Costa Rica Tips

Your Intro to International Travel

Is it inexpensive to visit Costa Rica? In addition to the usual caveats about travel style and tastes, answering this question about visiting Costa Rica requires a discussion of relativity. Costa Rica and Belize have earned reputations for being the safest places to visit in Central America. They have not suffered the coups, revolutions, or gang/cartel violence that have at times plagued their neighbors. Costa Rica does not even have a military. While people may disapprove of the current Nicaraguan government, it seems to have taken a step toward stability. El Salvador is just beginning to reap the benefits of a massive campaign to rid the country of its MS-13 infiltration, and has thus become a much safer place to visit. Guatemala and Honduras both have regions that continue to be plagued by crime rates, but also others that are quite safe and welcoming to tourists. Likewise, Mexico has many safe tourist areas while still suffering from cartel activity in wide swaths. But all of these other places lack the reputation for long term stability that makes Costa Rica and Belize more palatable, more popular, and therefore more expensive to North American travelers.

**Data**

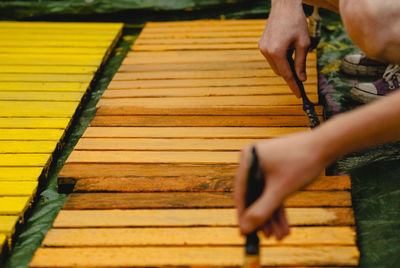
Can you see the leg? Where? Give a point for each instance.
(374, 26)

**Exercise task 1**
Decide whether each statement agrees with the Costa Rica travel text, answering yes or no and quoting the words of the text that settle it: (a) Costa Rica has no military. (b) El Salvador has become a less safe place to visit. (c) Belize shares Costa Rica's reputation as one of the safest places to visit in Central America.
**Exercise task 2**
Write what comes next in the Costa Rica travel text, picking up after its final sentence.

**Task answer 1**
(a) Yes: "Costa Rica does not even have a military."
(b) No: "has thus become a much safer place to visit."
(c) Yes: "Costa Rica and Belize have earned reputations for being the safest places to visit in Central America."

**Task answer 2**
These neighboring countries offer many of the same attractions available in Costa Rica – beaches, volcanoes, tropics, and highlands. They often do so at a much lower price. Next to other parts of Central or Latin America, Costa Rica can seem expensive. Rooms, food, and activities in Costa Rica will still seem like a pretty good bargain in comparison to travel in America or Western Europe. The closer one gets to American- or European-style tourist amenities, the higher the price will become – sometimes surpassing American pricing for all inclusive luxury accommodations. On the other hand, if you stick to mom and pop restaurants and the kinds of accommodations that might be frequented by middle class Central Americans, you’ll still have a real bargain of a trip. You just might not have not water.

Food

I enjoyed the food I ate in Costa Rica. Most nights, I ate what was called “artisanal” ice cream. It seemed to be of high quality, and was always very tasty. Tostones came with most meals. I enjoyed eating tostones regularly. These were slices of fried plantain. There were a lot of local fruits available in breakfast combinations at motels. They were usually offered as an alternative to traditional Costa Rican or American breakfast fare. They seemed like a healthy option, and I often availed myself of this delicious start to my day.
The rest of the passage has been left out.